--- GOAL ---
Format every line of the records below as a numbered list, leaving out any blank lines.
------------------------------------------------------------------------
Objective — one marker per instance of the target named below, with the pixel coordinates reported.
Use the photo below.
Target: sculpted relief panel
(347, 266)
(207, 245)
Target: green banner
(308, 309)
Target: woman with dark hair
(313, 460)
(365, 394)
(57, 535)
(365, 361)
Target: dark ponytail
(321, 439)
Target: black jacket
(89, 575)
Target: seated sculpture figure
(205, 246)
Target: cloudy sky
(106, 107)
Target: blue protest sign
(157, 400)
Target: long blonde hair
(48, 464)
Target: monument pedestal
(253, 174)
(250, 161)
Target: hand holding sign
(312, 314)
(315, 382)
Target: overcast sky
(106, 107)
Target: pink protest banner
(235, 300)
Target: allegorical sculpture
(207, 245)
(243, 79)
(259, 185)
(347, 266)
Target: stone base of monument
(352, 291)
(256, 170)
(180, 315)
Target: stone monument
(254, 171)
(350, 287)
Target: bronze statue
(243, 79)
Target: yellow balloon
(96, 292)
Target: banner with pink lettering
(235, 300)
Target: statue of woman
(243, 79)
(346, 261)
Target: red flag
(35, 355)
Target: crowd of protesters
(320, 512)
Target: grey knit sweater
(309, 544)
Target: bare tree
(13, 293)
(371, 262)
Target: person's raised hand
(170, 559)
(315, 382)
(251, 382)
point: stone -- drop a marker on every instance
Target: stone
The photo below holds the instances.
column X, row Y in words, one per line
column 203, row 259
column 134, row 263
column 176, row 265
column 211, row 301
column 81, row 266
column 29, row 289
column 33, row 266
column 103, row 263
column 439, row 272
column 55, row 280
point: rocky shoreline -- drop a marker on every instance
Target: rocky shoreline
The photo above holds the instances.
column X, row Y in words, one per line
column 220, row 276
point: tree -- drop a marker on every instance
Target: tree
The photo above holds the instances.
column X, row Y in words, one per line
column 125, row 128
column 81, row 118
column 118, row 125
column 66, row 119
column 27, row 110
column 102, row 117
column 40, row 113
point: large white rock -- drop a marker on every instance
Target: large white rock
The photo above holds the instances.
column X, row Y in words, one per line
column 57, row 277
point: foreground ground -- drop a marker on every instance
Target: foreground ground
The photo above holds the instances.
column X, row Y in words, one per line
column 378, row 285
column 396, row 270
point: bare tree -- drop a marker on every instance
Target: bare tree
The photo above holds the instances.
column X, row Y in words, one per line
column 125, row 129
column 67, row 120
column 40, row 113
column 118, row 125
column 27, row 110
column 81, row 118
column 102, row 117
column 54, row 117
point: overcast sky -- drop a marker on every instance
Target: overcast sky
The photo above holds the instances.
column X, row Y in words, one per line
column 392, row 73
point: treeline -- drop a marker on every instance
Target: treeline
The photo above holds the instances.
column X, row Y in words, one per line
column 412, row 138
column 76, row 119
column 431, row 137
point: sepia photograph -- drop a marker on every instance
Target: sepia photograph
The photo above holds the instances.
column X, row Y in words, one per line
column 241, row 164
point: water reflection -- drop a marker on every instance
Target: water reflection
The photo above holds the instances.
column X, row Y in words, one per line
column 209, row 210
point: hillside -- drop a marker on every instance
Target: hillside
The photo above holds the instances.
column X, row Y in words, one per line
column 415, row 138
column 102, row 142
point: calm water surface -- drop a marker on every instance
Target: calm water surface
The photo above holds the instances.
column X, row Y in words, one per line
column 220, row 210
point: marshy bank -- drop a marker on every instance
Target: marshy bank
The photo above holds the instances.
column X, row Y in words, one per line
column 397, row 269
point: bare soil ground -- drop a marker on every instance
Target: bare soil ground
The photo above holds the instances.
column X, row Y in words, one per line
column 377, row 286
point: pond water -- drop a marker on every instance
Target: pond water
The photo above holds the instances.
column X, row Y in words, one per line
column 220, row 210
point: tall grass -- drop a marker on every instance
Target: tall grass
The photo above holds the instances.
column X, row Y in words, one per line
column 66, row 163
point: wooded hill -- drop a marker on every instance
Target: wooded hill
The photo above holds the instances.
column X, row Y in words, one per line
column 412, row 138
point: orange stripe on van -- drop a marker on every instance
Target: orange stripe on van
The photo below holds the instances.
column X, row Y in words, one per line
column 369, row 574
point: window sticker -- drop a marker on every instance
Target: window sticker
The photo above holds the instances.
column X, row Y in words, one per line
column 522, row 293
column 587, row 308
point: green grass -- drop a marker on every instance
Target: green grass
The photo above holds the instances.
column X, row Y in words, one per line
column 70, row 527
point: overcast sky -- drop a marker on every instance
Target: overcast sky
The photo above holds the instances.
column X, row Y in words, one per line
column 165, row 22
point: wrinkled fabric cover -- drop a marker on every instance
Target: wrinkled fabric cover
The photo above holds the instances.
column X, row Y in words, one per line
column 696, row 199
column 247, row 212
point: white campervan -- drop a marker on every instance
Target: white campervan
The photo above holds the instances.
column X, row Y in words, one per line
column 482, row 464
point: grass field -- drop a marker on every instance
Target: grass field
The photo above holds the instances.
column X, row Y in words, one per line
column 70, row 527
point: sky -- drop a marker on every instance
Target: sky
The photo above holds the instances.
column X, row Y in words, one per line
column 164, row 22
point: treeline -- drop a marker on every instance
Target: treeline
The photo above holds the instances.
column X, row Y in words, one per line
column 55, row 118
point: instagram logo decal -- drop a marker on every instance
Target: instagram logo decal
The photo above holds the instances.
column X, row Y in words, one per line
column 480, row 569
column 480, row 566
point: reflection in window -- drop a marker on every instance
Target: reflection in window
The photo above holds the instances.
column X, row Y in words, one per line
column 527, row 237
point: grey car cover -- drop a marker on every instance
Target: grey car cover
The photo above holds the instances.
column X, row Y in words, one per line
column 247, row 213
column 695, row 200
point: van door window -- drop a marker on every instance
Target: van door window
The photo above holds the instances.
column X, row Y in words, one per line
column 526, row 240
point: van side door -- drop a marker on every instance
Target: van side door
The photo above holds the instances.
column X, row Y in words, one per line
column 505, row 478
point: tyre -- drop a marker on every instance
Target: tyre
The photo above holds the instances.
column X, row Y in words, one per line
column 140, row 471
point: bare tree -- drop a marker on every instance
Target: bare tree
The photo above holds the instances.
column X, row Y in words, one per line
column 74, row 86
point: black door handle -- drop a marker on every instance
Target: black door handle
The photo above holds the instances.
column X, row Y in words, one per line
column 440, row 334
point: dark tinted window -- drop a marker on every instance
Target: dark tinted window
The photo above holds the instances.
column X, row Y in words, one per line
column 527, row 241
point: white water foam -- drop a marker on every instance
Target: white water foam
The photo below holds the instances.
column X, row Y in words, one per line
------------------------------------------------------------------------
--- TASK OUTPUT ---
1. Objective — one marker per instance of the target named below, with the pixel coordinates reported.
2. Use the photo below.
3. Target: sculpted relief panel
4. (347, 266)
5. (207, 245)
6. Target: green banner
7. (308, 309)
8. Target: woman with dark hair
9. (313, 460)
10. (365, 394)
11. (57, 535)
12. (365, 361)
13. Target: dark ponytail
14. (321, 439)
15. Target: black jacket
16. (89, 575)
17. Target: seated sculpture figure
18. (205, 246)
19. Target: cloudy sky
20. (106, 107)
21. Target: blue protest sign
22. (157, 400)
23. Target: long blonde hair
24. (48, 464)
25. Target: monument pedestal
26. (253, 174)
27. (250, 161)
28. Target: hand holding sign
29. (312, 314)
30. (315, 382)
31. Target: overcast sky
32. (106, 107)
33. Target: pink protest banner
34. (235, 300)
35. Target: allegorical sculpture
36. (207, 245)
37. (243, 79)
38. (259, 185)
39. (347, 266)
40. Target: stone base of monument
41. (352, 291)
42. (256, 170)
43. (180, 315)
44. Target: stone monument
45. (254, 171)
46. (350, 287)
47. Target: bronze statue
48. (243, 79)
49. Target: yellow balloon
50. (96, 292)
51. Target: banner with pink lettering
52. (235, 300)
53. Target: statue of woman
54. (243, 79)
55. (346, 261)
56. Target: red flag
57. (35, 355)
58. Target: crowd of protesters
59. (320, 512)
60. Target: grey knit sweater
61. (309, 544)
62. Target: bare tree
63. (13, 293)
64. (371, 262)
65. Target: person's raised hand
66. (170, 559)
67. (315, 382)
68. (251, 382)
69. point: stone -- drop a marker on every instance
70. Target: stone
71. The photo below holds the instances.
72. column X, row Y in words, one per line
73. column 203, row 259
74. column 134, row 263
75. column 176, row 265
76. column 211, row 301
77. column 81, row 266
78. column 29, row 289
79. column 33, row 266
80. column 103, row 263
81. column 439, row 272
82. column 55, row 280
83. point: rocky shoreline -- drop a marker on every instance
84. Target: rocky shoreline
85. The photo above holds the instances.
86. column X, row Y in words, one per line
87. column 220, row 276
88. point: tree -- drop a marker on every instance
89. Target: tree
90. The photo above holds the instances.
91. column X, row Y in words, one per line
92. column 125, row 128
93. column 81, row 118
94. column 118, row 125
95. column 66, row 119
96. column 27, row 110
97. column 102, row 117
98. column 40, row 113
99. point: large white rock -- drop a marker on every instance
100. Target: large white rock
101. The photo above holds the instances.
102. column X, row Y in words, one per line
103. column 57, row 277
104. point: foreground ground -- drop a marker on every instance
105. Target: foreground ground
106. The photo above holds the instances.
107. column X, row Y in words, one per line
108. column 378, row 285
109. column 396, row 270
110. point: bare tree -- drop a marker on every instance
111. Target: bare tree
112. The photo above holds the instances.
113. column X, row Y in words, one per line
114. column 125, row 129
115. column 67, row 120
116. column 40, row 113
117. column 118, row 125
118. column 27, row 110
119. column 81, row 118
120. column 102, row 117
121. column 54, row 117
122. point: overcast sky -- drop a marker on every instance
123. Target: overcast sky
124. The photo above holds the instances.
125. column X, row Y in words, one per line
126. column 392, row 73
127. point: treeline -- drop a marker on every instance
128. Target: treeline
129. The photo above holds the instances.
130. column X, row Y in words, one per line
131. column 412, row 138
132. column 76, row 119
133. column 431, row 137
134. point: sepia photograph -- drop a marker on every instance
135. Target: sepia photograph
136. The photo above holds the instances.
137. column X, row Y in words, one per line
138. column 241, row 164
139. point: water reflection -- drop a marker on every instance
140. Target: water reflection
141. The photo above holds the instances.
142. column X, row Y in words, one per line
143. column 209, row 210
144. point: hillside -- drop a marker on every instance
145. Target: hillside
146. The photo above holds the instances.
147. column X, row Y in words, one per line
148. column 415, row 138
149. column 102, row 142
150. point: calm water surface -- drop a marker on every instance
151. Target: calm water surface
152. The photo above holds the instances.
153. column X, row Y in words, one per line
154. column 220, row 210
155. point: marshy bank -- drop a marker on every instance
156. Target: marshy bank
157. The photo above holds the instances.
158. column X, row Y in words, one per line
159. column 397, row 269
160. point: bare soil ground -- drop a marker on every instance
161. Target: bare soil ground
162. The photo above holds the instances.
163. column X, row Y in words, one per line
164. column 377, row 286
165. point: pond water -- drop a marker on every instance
166. Target: pond water
167. The photo above holds the instances.
168. column X, row Y in words, one per line
169. column 220, row 210
170. point: tall grass -- drop a marker on every instance
171. Target: tall grass
172. The photo above holds the instances.
173. column X, row Y in words, one per line
174. column 66, row 163
175. point: wooded hill -- drop a marker on every instance
176. Target: wooded hill
177. The photo above holds the instances.
178. column X, row Y in words, one per line
179. column 412, row 138
180. point: orange stripe on van -- drop a marker on every instance
181. Target: orange stripe on van
182. The photo below holds the instances.
183. column X, row Y in words, one per line
184. column 369, row 574
185. point: window sticker -- drop a marker on every instance
186. Target: window sticker
187. The photo above holds the instances.
188. column X, row Y in words, one per line
189. column 522, row 293
190. column 587, row 308
191. point: green grass -- drop a marker on every instance
192. Target: green grass
193. The photo above holds the instances.
194. column X, row Y in words, one per line
195. column 70, row 527
196. point: overcast sky -- drop a marker on every instance
197. Target: overcast sky
198. The photo above holds the instances.
199. column X, row Y in words, one per line
200. column 165, row 22
201. point: wrinkled fabric cover -- drop a marker on every instance
202. Target: wrinkled fabric cover
203. The photo above holds the instances.
204. column X, row Y in words, one per line
205. column 696, row 199
206. column 247, row 212
207. point: white campervan -- drop a marker on every instance
208. Target: white campervan
209. The photo above holds the instances.
210. column X, row Y in words, one per line
211. column 482, row 464
212. point: grass field -- drop a marker on every instance
213. Target: grass field
214. The photo above holds the instances.
215. column X, row Y in words, one per line
216. column 70, row 527
217. point: sky -- drop a marker on every instance
218. Target: sky
219. The photo above holds the instances.
220. column X, row Y in words, one per line
221. column 164, row 22
222. point: treeline -- drop a marker on every instance
223. Target: treeline
224. The photo above holds the instances.
225. column X, row Y in words, one per line
226. column 55, row 118
227. point: instagram logo decal -- drop a marker on every instance
228. Target: instagram logo decal
229. The photo above holds the instances.
230. column X, row Y in words, one per line
231. column 480, row 569
232. column 480, row 566
233. point: reflection in window -- drop a marker on every instance
234. Target: reflection in window
235. The photo above holds the instances.
236. column X, row Y in words, one per line
237. column 527, row 237
238. point: grey car cover -- drop a marker on every instance
239. Target: grey car cover
240. The photo above holds the instances.
241. column X, row Y in words, one per line
242. column 247, row 213
243. column 695, row 200
244. point: van door window -- drop a marker on every instance
245. Target: van door window
246. The photo above holds the instances.
247. column X, row Y in words, one per line
248. column 526, row 240
249. point: van side door -- drop a marker on every instance
250. Target: van side door
251. The photo above holds the instances.
252. column X, row Y in words, one per line
253. column 505, row 478
254. point: tyre -- drop a marker on every instance
255. Target: tyre
256. The photo above holds the instances.
257. column X, row Y in words, one per line
258. column 140, row 471
259. point: bare tree -- drop a marker on every instance
260. Target: bare tree
261. The photo above holds the instances.
262. column X, row Y in words, one per line
263. column 74, row 86
264. point: black door handle -- drop a marker on every instance
265. Target: black door handle
266. The photo above holds the instances.
267. column X, row Y in words, one per line
268. column 440, row 334
269. point: dark tinted window -- drop a marker on every instance
270. Target: dark tinted window
271. The photo above holds the instances.
272. column X, row Y in words, one per line
273. column 527, row 241
274. point: white water foam -- drop a marker on every instance
275. Target: white water foam
276. The photo below holds the instances.
277. column X, row Y in words, one per line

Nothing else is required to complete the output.